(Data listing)
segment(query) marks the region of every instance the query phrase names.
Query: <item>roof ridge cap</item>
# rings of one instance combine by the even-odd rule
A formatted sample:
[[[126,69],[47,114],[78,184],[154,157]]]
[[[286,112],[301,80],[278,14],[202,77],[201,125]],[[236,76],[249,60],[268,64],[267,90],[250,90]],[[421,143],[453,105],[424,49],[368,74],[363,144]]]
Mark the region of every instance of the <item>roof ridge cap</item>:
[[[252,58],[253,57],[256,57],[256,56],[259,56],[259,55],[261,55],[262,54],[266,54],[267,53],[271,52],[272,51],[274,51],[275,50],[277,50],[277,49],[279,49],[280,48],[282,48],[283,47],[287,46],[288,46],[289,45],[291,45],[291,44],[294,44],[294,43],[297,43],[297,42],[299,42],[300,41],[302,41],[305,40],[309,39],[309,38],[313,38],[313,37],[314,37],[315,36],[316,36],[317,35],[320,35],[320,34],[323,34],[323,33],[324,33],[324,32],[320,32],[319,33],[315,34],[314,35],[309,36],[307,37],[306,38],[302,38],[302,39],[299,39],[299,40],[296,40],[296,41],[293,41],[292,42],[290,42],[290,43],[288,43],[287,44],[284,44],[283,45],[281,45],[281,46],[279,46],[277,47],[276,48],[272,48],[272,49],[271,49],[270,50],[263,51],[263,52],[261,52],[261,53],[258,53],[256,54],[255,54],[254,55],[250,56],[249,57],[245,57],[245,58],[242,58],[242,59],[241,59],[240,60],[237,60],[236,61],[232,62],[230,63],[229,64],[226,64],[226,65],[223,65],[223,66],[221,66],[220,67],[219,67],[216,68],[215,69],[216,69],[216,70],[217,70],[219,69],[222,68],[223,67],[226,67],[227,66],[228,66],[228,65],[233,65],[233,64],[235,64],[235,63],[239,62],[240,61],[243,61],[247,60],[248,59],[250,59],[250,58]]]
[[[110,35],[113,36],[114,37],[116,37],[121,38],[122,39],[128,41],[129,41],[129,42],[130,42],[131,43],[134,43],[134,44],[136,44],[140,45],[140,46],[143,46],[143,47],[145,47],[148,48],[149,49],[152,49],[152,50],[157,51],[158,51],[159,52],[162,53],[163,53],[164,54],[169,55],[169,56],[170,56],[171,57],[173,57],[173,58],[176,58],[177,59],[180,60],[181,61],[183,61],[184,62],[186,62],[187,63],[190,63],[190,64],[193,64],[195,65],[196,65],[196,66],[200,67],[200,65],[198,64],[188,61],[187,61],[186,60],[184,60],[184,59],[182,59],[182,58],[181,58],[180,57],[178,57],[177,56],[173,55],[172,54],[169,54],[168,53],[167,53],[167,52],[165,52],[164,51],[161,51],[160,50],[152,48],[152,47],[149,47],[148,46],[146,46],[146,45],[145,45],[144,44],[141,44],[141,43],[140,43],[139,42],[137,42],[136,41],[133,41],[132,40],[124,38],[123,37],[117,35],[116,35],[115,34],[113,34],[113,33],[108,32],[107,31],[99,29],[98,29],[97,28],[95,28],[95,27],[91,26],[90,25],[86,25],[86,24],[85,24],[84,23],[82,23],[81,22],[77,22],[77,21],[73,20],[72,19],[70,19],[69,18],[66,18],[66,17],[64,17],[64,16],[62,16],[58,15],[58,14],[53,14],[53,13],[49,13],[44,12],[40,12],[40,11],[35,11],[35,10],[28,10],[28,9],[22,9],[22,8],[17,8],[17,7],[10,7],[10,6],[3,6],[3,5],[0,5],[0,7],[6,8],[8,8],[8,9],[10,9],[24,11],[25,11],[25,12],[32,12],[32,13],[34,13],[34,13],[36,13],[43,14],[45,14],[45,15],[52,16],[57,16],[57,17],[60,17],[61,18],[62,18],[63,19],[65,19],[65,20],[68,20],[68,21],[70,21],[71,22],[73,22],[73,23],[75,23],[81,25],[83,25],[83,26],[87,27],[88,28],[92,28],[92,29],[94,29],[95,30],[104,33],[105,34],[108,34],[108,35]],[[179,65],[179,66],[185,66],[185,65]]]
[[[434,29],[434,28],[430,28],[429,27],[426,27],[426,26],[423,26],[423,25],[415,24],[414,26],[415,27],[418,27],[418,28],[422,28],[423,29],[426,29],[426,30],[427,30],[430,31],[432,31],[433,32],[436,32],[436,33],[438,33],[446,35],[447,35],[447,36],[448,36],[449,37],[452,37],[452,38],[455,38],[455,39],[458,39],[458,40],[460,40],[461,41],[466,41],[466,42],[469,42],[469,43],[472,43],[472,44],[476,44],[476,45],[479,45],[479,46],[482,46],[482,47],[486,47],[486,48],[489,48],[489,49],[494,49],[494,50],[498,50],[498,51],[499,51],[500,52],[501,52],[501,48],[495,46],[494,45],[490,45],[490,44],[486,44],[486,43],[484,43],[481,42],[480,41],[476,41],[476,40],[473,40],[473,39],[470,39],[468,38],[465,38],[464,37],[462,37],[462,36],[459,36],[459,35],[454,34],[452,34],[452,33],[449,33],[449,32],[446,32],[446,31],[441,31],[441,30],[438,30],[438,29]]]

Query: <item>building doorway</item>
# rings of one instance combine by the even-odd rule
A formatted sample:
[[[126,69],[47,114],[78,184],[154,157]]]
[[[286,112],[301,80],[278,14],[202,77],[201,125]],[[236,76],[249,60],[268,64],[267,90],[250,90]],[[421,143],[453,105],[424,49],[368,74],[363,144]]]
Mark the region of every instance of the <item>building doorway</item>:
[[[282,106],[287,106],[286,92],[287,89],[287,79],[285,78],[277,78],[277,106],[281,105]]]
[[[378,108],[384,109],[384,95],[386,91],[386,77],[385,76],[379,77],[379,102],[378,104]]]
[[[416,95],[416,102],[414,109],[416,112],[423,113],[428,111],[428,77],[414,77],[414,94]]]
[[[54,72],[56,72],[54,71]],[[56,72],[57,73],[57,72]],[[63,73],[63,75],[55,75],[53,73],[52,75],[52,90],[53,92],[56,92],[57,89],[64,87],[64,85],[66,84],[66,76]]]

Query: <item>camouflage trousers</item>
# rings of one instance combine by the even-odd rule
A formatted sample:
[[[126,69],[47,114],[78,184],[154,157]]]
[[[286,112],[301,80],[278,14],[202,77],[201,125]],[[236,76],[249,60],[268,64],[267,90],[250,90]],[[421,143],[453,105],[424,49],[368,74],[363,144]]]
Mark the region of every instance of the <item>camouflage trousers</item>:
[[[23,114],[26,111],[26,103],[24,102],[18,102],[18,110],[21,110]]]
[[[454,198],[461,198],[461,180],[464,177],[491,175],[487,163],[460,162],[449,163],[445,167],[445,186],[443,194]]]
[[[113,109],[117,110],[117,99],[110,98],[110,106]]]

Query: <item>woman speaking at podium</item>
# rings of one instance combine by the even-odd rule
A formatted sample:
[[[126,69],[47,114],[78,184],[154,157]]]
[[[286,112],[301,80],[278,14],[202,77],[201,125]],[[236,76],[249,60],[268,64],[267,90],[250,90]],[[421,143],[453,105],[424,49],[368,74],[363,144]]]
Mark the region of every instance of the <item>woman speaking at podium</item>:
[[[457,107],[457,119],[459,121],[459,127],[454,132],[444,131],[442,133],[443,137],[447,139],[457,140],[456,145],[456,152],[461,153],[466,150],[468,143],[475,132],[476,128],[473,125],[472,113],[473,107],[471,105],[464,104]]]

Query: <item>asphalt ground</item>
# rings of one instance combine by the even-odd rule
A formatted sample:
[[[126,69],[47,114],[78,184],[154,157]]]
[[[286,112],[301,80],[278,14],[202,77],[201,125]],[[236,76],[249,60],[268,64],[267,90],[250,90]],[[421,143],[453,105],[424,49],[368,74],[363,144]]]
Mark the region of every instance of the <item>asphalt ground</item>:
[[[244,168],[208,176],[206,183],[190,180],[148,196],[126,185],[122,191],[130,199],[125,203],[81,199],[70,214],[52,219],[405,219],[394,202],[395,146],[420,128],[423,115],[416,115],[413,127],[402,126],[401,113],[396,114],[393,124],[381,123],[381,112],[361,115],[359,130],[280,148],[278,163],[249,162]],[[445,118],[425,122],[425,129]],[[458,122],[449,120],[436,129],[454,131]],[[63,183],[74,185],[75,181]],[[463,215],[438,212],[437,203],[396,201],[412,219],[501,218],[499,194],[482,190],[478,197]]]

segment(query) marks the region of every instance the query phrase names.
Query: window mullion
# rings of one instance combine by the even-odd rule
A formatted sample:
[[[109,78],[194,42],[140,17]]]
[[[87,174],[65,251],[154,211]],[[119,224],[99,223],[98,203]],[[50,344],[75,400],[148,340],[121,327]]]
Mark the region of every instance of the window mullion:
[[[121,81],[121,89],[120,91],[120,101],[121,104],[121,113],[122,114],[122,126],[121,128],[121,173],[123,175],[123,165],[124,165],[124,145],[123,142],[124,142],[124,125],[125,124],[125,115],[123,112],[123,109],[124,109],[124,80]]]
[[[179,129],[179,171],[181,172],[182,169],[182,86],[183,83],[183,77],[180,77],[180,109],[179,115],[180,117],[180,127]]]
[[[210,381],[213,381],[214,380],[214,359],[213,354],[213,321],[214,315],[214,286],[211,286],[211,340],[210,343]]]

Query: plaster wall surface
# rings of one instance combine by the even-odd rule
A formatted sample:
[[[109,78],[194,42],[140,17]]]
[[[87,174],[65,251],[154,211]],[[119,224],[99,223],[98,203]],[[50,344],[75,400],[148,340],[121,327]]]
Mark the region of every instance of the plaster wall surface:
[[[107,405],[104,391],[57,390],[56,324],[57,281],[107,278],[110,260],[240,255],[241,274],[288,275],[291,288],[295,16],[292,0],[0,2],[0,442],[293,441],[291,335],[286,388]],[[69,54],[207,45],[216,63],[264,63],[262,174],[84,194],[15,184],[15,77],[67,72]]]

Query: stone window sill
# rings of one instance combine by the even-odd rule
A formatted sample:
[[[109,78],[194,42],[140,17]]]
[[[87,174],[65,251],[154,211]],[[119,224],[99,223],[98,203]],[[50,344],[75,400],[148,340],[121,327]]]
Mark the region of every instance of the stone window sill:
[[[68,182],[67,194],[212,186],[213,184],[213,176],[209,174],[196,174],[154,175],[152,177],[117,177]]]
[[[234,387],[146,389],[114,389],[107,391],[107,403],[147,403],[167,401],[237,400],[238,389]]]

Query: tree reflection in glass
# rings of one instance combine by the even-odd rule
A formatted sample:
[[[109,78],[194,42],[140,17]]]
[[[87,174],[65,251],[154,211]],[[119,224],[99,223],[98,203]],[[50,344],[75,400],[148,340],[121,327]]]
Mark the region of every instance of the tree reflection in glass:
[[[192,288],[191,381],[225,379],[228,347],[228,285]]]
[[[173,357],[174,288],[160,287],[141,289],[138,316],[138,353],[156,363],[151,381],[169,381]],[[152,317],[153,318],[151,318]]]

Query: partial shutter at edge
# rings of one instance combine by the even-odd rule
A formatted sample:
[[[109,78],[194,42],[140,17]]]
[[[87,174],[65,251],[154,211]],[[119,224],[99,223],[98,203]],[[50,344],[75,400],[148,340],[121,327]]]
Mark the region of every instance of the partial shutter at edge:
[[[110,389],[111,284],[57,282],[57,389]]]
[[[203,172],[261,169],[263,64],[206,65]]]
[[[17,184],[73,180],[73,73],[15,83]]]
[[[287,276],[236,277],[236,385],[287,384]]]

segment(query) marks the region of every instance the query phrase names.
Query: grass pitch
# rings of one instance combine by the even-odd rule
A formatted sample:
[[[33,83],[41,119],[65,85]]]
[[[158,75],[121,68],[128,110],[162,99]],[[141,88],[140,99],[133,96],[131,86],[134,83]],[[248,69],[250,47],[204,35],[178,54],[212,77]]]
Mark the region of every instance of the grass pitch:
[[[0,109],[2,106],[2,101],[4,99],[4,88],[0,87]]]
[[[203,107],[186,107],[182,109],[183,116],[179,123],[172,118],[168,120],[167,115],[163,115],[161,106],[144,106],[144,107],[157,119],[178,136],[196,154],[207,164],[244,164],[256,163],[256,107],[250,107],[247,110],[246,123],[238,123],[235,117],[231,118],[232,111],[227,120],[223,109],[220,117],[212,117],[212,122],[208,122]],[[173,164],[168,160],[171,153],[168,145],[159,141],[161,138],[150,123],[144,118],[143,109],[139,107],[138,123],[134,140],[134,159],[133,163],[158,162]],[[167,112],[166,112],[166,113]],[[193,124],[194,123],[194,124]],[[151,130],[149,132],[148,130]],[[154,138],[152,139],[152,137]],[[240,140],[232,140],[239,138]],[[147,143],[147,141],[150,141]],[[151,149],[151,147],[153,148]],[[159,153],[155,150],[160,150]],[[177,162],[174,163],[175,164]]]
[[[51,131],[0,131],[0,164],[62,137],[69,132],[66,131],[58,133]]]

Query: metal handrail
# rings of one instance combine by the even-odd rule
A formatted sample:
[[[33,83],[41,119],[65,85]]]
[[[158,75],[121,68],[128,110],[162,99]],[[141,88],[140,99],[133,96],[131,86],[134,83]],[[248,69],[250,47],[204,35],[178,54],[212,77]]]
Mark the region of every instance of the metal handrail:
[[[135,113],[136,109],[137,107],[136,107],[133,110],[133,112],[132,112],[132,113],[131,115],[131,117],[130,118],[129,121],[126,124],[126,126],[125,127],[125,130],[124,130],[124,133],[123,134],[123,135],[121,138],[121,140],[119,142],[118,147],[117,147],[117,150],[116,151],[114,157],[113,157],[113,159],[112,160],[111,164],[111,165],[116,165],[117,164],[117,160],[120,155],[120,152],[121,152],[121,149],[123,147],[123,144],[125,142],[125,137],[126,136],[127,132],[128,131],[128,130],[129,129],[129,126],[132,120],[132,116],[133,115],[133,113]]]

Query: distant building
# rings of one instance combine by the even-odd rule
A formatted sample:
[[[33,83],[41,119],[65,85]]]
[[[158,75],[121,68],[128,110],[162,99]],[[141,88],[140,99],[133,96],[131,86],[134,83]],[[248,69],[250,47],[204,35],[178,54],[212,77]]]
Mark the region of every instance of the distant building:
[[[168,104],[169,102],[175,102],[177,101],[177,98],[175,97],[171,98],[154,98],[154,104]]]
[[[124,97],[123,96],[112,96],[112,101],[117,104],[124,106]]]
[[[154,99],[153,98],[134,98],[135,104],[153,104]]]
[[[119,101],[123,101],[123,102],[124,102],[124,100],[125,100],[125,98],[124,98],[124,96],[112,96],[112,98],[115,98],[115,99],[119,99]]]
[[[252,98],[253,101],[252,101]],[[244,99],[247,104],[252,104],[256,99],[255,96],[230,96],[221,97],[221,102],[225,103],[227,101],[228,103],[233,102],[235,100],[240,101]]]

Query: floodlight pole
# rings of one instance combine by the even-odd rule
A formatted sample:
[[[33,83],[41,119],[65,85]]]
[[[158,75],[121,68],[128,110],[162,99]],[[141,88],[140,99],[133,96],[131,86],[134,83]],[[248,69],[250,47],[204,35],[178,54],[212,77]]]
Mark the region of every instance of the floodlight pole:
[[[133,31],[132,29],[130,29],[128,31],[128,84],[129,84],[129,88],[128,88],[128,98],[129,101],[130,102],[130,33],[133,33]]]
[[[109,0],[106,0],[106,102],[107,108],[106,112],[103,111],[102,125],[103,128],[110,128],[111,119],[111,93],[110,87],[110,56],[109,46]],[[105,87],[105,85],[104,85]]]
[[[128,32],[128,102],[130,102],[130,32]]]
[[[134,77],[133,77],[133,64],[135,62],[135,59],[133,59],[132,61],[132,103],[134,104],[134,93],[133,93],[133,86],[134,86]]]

* Short task
Convert the data between the line containing "Query: partial shutter at edge" and the line containing "[[[287,276],[236,277],[236,385],[287,384]]]", inclusive, into a JSON list of strings with one string per line and blank lines omitted.

* Exercise answer
[
  "Query: partial shutter at edge",
  "# rings of one instance combine by the even-odd rule",
  "A formatted sample:",
  "[[[109,78],[194,42],[140,17]]]",
  "[[[87,174],[65,251],[154,211]],[[119,224],[99,223],[98,203]],[[50,344],[75,400],[148,340],[121,327]]]",
  "Mark the region of every instance of the partial shutter at edge:",
  "[[[110,389],[111,284],[57,282],[57,389]]]",
  "[[[203,172],[261,169],[263,64],[206,65]]]",
  "[[[17,184],[73,180],[73,73],[15,83]]]",
  "[[[287,276],[236,277],[236,385],[287,384]]]"
]